* _YOUR OBJECTIVE_
An exact reproduction of all entries is expected.
-----
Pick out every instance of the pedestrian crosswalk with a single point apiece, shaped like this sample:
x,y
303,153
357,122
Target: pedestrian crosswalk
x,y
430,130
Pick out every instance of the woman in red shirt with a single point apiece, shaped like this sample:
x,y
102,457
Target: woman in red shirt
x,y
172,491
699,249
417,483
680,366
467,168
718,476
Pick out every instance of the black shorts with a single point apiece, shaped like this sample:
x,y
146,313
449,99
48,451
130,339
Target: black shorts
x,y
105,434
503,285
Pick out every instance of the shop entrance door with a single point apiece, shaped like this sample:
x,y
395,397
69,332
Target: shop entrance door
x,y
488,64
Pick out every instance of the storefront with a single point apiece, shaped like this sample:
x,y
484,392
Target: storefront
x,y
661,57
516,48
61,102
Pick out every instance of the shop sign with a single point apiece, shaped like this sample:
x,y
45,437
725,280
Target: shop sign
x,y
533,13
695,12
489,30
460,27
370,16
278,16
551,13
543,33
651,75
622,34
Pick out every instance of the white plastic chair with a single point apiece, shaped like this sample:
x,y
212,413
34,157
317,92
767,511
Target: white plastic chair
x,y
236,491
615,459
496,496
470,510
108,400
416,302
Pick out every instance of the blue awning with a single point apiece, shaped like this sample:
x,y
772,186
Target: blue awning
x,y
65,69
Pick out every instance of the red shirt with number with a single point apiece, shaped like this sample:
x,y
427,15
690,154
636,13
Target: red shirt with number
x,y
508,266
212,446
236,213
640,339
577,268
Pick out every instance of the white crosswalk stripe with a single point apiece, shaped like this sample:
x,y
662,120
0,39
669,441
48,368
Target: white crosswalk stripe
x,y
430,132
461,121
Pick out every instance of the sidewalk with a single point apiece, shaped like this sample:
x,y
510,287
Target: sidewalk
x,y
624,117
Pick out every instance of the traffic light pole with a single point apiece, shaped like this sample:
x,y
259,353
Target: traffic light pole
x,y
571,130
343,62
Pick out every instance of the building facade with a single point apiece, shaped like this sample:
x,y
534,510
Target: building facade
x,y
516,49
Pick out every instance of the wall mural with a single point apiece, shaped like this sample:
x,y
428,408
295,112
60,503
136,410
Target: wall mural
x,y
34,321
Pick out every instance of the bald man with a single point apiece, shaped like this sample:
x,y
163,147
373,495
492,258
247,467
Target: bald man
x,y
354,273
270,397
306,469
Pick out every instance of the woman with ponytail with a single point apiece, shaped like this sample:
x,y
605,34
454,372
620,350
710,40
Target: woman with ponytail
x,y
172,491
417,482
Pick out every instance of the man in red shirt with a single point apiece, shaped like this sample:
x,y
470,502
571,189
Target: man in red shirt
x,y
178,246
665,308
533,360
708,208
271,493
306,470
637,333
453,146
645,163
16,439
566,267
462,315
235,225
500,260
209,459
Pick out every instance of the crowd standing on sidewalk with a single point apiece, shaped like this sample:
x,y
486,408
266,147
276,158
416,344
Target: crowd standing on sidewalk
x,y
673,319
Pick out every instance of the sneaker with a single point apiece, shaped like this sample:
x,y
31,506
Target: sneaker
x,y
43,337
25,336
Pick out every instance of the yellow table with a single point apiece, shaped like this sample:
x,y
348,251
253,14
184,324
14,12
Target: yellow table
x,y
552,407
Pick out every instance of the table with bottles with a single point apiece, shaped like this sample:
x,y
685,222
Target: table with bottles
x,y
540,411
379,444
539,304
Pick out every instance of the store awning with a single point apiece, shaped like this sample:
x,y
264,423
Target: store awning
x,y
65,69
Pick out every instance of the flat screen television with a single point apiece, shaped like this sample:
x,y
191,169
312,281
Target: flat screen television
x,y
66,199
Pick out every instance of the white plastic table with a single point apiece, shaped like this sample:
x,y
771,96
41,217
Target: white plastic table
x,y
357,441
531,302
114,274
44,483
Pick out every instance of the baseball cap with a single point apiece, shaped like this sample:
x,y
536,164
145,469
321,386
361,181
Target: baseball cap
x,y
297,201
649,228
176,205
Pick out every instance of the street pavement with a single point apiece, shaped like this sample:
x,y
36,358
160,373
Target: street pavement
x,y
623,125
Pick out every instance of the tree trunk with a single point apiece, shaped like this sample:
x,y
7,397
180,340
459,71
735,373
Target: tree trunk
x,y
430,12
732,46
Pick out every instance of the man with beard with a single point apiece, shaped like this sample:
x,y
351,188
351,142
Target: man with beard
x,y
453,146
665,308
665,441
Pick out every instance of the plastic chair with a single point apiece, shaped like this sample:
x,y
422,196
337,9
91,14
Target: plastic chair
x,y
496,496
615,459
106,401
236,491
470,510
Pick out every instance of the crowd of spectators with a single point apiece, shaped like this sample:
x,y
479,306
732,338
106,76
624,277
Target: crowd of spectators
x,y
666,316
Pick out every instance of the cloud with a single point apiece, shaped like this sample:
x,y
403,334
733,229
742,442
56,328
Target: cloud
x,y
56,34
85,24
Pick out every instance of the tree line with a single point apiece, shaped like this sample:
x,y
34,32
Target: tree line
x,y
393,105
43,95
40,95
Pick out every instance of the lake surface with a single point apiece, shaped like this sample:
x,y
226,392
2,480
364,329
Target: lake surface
-----
* _ANSWER SPACE_
Pick out every instance of the pedestrian crosswalk with a single point apiece, shaped like this sample:
x,y
303,153
357,122
Target: pedestrian crosswalk
x,y
430,130
Pick out every instance of the woman in red shirt with a single point apiece, shaped like this sample:
x,y
102,457
Target: woman in red shirt
x,y
172,491
699,249
417,483
680,366
467,168
718,476
Pick out every instance of the black shorts with a single point apiece, shaped like this sample:
x,y
146,313
449,99
48,451
130,339
Target: black shorts
x,y
105,434
503,285
Pick out every instance of the shop entrance door with a single point apiece, shaped like this sample:
x,y
395,397
69,332
Target: shop entrance door
x,y
488,64
Pick out every instance of the storefront with a single point apiece, shaped like this sample:
x,y
484,392
Target: storefront
x,y
661,57
516,48
61,102
Pick out every instance of the shop sign with a single point apiece, shaped like this sample:
x,y
45,437
725,280
Target: shop sign
x,y
533,13
695,12
489,30
460,27
370,16
278,16
551,13
543,33
651,75
622,34
Pick out every instance of the white plastic chair with a single point apiece, shaped like this sample:
x,y
212,413
34,157
317,92
767,511
Target: white plastic chair
x,y
236,491
615,459
496,496
470,510
108,400
416,302
Pick out every instance of the blue awning with a single point apiece, shaped like this sample:
x,y
772,186
Target: blue awning
x,y
65,69
Pick out every instance of the red shirt with number with a single point apiece, shaped like this sample:
x,y
427,15
690,154
636,13
Target: red shirt with number
x,y
508,266
212,446
236,213
640,339
577,268
Pick out every instance of the white crosswalk stripe with a single point apiece, shaped like this sample:
x,y
662,120
0,39
669,441
48,368
Target: white crosswalk stripe
x,y
430,132
461,121
Pick out every instance of the sidewalk with a single point apiece, shaped like this sample:
x,y
510,287
Target: sidewalk
x,y
624,117
Pick out every instance of the traffic light pole with a single point apiece, shaped like this sample:
x,y
259,353
Target: traffic light pole
x,y
571,130
343,62
Pick out every instance of the building facade with a single point apiece, shaped like this sample:
x,y
534,510
Target: building facade
x,y
516,49
Pick out every instance of the wall mural with a single point apiece, shaped like this sample:
x,y
428,408
295,112
60,503
136,410
Target: wall mural
x,y
34,321
Pick out every instance of the bald man with a single point apiece, shaped like this sample:
x,y
163,147
373,495
492,258
247,467
Target: bald man
x,y
354,273
270,397
306,469
Pick out every instance of the woman with ponytail with a single point apiece, shaped like this sample:
x,y
605,34
454,372
620,350
710,40
Target: woman with ponytail
x,y
172,491
417,482
Pick out every instance of the man in red shirt with a single point apiece, shaped like this sample:
x,y
470,502
571,189
Target: man in red shirt
x,y
178,246
665,308
533,360
708,208
271,493
306,470
637,333
453,146
645,163
16,439
566,267
462,315
235,225
500,260
209,459
Pick out every instance of the crowd standing on sidewalk with a single point apiece, shaped like this sample:
x,y
486,408
266,147
276,158
416,344
Target: crowd standing on sidewalk
x,y
673,319
Pick out every instance of the sneaker with a single point apiece, shaped like this sample:
x,y
31,506
Target: sneaker
x,y
43,337
25,336
Pick out every instance of the yellow table with a single point apiece, shaped like this sample:
x,y
348,251
253,14
184,324
14,12
Target: yellow table
x,y
552,407
Pick out every instance of the table with bottles with a single point apiece, shaped like this sample:
x,y
685,222
Target: table with bottles
x,y
540,411
379,444
539,304
Pick out every instance of the store awning with a single point apiece, shaped like this sample:
x,y
264,423
Target: store awning
x,y
65,69
Pick out every instance of the flat screen television with a single point apiece, shaped like this sample:
x,y
191,169
312,281
Target: flat screen television
x,y
66,199
Pick out every instance of the white plastic table with a single point apiece, shaped like this sample:
x,y
771,96
41,217
Target: white plastic table
x,y
357,441
531,302
114,274
44,483
Pick out every instance of the baseball cap with a single point apiece, shaped like this sample:
x,y
536,164
145,469
321,386
361,181
Target: baseball cap
x,y
297,201
649,228
176,205
Pick out every instance of the street pavement with a single point apiece, shaped like this sample:
x,y
36,358
160,373
Target: street pavement
x,y
623,125
Pick out every instance of the tree trunk with a single point apiece, shaped like this sample:
x,y
7,397
180,340
459,71
735,373
Target: tree trunk
x,y
430,12
732,46
Pick out every instance of the man with beard with a single point apiece, shaped like this sample:
x,y
351,188
351,142
Target: man with beard
x,y
453,146
665,308
665,441
Pick out every instance of the plastic chair with a single point apiece, shaped like this sample:
x,y
422,196
337,9
91,14
Target: plastic chair
x,y
496,496
615,459
106,401
236,491
470,510
Pick out every instance of the crowd of spectators with a single point apiece, shaped like this sample:
x,y
479,306
732,338
106,76
624,277
Target: crowd of spectators
x,y
666,316
Pick out every instance of the cloud with a single point apiece, shaped like this sample:
x,y
403,334
733,229
742,442
56,328
Target: cloud
x,y
56,34
85,24
Pick out every instance of the tree line with a single point apiece, shaped like this sample:
x,y
34,32
Target: tree line
x,y
393,105
43,95
40,95
Pick out every instance of the lake surface with a single point apiece, shaped like this sample:
x,y
226,392
2,480
364,329
Target: lake surface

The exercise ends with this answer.